_Work to be completed_. Would you please write out each entry precisely as given?

_Material for this task_.
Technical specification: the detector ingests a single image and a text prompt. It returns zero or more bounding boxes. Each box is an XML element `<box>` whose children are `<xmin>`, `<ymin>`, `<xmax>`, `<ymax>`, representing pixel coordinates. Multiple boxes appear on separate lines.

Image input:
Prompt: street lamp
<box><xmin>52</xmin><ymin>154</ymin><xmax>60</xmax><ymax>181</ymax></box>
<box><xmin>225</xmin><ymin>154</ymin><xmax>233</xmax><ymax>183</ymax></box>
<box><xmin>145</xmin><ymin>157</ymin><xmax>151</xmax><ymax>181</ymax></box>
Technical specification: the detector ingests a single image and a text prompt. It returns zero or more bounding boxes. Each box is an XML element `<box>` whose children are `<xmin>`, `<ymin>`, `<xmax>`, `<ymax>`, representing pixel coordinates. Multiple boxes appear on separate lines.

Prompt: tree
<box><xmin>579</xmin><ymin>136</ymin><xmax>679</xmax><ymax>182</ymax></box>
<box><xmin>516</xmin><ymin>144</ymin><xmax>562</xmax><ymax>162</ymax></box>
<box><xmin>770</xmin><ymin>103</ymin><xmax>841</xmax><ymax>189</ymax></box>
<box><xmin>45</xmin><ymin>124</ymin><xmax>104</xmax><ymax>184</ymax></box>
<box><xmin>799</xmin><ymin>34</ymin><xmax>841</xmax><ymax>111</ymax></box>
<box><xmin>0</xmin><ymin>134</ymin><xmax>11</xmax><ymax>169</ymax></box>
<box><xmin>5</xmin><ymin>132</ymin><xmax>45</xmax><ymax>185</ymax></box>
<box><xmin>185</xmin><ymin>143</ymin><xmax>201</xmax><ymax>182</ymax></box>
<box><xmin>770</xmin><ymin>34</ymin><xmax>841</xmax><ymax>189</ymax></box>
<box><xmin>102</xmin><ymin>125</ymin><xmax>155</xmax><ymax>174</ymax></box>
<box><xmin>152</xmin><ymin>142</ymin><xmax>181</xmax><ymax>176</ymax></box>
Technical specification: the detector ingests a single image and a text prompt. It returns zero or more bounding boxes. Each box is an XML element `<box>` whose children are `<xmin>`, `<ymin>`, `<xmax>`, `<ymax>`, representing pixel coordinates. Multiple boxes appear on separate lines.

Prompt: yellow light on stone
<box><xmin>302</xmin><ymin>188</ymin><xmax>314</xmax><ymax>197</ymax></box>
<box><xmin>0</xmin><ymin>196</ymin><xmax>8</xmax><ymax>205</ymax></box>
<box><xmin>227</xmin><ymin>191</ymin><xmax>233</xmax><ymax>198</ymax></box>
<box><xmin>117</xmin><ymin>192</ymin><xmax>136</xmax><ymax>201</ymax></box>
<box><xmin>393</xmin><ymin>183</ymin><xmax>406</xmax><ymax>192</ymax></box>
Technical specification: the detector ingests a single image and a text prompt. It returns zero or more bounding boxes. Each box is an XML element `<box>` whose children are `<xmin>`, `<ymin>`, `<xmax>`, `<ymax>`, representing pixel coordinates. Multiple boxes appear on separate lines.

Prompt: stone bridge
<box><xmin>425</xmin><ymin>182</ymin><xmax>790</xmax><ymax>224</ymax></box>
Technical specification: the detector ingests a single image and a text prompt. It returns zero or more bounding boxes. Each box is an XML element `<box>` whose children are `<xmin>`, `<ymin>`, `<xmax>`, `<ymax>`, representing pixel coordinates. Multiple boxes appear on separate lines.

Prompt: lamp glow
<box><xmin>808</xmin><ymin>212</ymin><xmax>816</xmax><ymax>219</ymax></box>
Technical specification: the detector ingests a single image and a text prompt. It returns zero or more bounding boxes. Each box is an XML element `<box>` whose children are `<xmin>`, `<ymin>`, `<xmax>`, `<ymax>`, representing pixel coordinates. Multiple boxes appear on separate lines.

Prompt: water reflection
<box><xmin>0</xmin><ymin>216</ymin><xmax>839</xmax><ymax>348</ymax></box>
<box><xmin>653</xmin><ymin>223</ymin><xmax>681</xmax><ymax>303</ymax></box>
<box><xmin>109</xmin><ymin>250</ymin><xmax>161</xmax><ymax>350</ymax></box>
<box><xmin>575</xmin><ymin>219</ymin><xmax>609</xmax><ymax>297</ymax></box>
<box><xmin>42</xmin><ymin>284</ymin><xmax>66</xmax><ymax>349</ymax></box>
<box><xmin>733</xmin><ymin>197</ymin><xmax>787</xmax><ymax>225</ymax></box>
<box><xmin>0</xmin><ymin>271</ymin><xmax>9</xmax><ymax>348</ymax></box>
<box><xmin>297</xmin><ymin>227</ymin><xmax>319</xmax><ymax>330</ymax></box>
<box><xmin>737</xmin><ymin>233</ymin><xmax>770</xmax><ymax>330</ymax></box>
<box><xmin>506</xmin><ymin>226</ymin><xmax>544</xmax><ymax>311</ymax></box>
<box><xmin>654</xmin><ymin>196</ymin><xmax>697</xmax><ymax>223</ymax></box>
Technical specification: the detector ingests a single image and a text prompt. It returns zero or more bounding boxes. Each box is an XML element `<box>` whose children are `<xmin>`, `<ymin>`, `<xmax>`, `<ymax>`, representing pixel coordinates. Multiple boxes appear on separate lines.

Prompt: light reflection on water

_Exercise response_.
Technical specification: the detector ingests a single image and a text prompt. It returns zero or more bounding boxes. Each box is an XML element `<box>` whose children are `<xmin>`, `<ymin>`, `<xmax>`, `<ymax>`, representing pixel coordinates. Multiple boxes appear on separate lines.

Image input:
Prompt: street lamp
<box><xmin>52</xmin><ymin>154</ymin><xmax>60</xmax><ymax>181</ymax></box>
<box><xmin>225</xmin><ymin>154</ymin><xmax>233</xmax><ymax>183</ymax></box>
<box><xmin>145</xmin><ymin>157</ymin><xmax>151</xmax><ymax>181</ymax></box>
Technical specification: the detector ingests a single image and a text prompt. It returns zero or more bounding boxes. Each box is an XML element `<box>` whose children are `<xmin>`, `<ymin>`, `<xmax>`, `<ymax>`, representing pixel coordinates. Multiple boxes appear on separate lines.

Prompt: tree
<box><xmin>579</xmin><ymin>136</ymin><xmax>679</xmax><ymax>182</ymax></box>
<box><xmin>516</xmin><ymin>144</ymin><xmax>562</xmax><ymax>162</ymax></box>
<box><xmin>770</xmin><ymin>103</ymin><xmax>841</xmax><ymax>189</ymax></box>
<box><xmin>45</xmin><ymin>124</ymin><xmax>104</xmax><ymax>184</ymax></box>
<box><xmin>799</xmin><ymin>34</ymin><xmax>841</xmax><ymax>111</ymax></box>
<box><xmin>0</xmin><ymin>134</ymin><xmax>11</xmax><ymax>169</ymax></box>
<box><xmin>5</xmin><ymin>132</ymin><xmax>45</xmax><ymax>185</ymax></box>
<box><xmin>185</xmin><ymin>143</ymin><xmax>201</xmax><ymax>182</ymax></box>
<box><xmin>770</xmin><ymin>34</ymin><xmax>841</xmax><ymax>189</ymax></box>
<box><xmin>102</xmin><ymin>125</ymin><xmax>155</xmax><ymax>174</ymax></box>
<box><xmin>152</xmin><ymin>142</ymin><xmax>181</xmax><ymax>176</ymax></box>
Technical specification: the detector ingests a single image and a text prompt. It returns zero or more bounding boxes. Each box is an XML element `<box>` whose children are `<xmin>`, `<ymin>`, `<xmax>`, `<ymax>`, representing pixel coordinates. Multiple boxes appear on separate lines.

Prompt: yellow light on stone
<box><xmin>302</xmin><ymin>188</ymin><xmax>314</xmax><ymax>197</ymax></box>
<box><xmin>0</xmin><ymin>196</ymin><xmax>8</xmax><ymax>205</ymax></box>
<box><xmin>227</xmin><ymin>191</ymin><xmax>233</xmax><ymax>198</ymax></box>
<box><xmin>117</xmin><ymin>192</ymin><xmax>136</xmax><ymax>201</ymax></box>
<box><xmin>393</xmin><ymin>183</ymin><xmax>406</xmax><ymax>192</ymax></box>
Technical specification: the detector ingests a single image and a text prompt. It returns zero or more bounding boxes. Each box is an XML element `<box>` whose children are `<xmin>`, `<ymin>`, `<xmax>`, `<ymax>`, representing pixel coordinates. Multiple boxes appear on separate lines.

Prompt: stone bridge
<box><xmin>425</xmin><ymin>182</ymin><xmax>790</xmax><ymax>224</ymax></box>
Technical specification: the detector ingests a single image and a text prompt. It returns zero or more bounding boxes. Each box is an XML element `<box>` whose children are `<xmin>`, `<ymin>`, `<xmax>`, `<ymax>`, representing pixel coordinates. Multiple boxes appear on separate lines.

Prompt: lamp glow
<box><xmin>808</xmin><ymin>212</ymin><xmax>816</xmax><ymax>219</ymax></box>
Technical specification: the detector ingests a single image and a text prompt. It returns zero or more bounding boxes. Each box is an XML element `<box>` whose children are `<xmin>`, `<ymin>`, `<xmax>`, `<ymax>`, representing pixel coordinates. Multiple boxes appear on separate lines.

Prompt: water reflection
<box><xmin>0</xmin><ymin>216</ymin><xmax>839</xmax><ymax>348</ymax></box>
<box><xmin>653</xmin><ymin>223</ymin><xmax>681</xmax><ymax>303</ymax></box>
<box><xmin>109</xmin><ymin>250</ymin><xmax>161</xmax><ymax>350</ymax></box>
<box><xmin>575</xmin><ymin>219</ymin><xmax>609</xmax><ymax>297</ymax></box>
<box><xmin>42</xmin><ymin>284</ymin><xmax>66</xmax><ymax>349</ymax></box>
<box><xmin>733</xmin><ymin>197</ymin><xmax>787</xmax><ymax>225</ymax></box>
<box><xmin>0</xmin><ymin>271</ymin><xmax>9</xmax><ymax>348</ymax></box>
<box><xmin>297</xmin><ymin>227</ymin><xmax>319</xmax><ymax>330</ymax></box>
<box><xmin>737</xmin><ymin>233</ymin><xmax>770</xmax><ymax>330</ymax></box>
<box><xmin>506</xmin><ymin>226</ymin><xmax>544</xmax><ymax>311</ymax></box>
<box><xmin>654</xmin><ymin>196</ymin><xmax>697</xmax><ymax>223</ymax></box>
Technical specification: the detector ingests a single image and a text prompt. It returns zero or more bounding boxes. Each box is an XML element `<box>` whose children are `<xmin>`, `<ymin>`, `<xmax>`, `<ymax>`, representing pixel coordinates. Multiple boxes appear on separate lines.

Prompt: light reflection on water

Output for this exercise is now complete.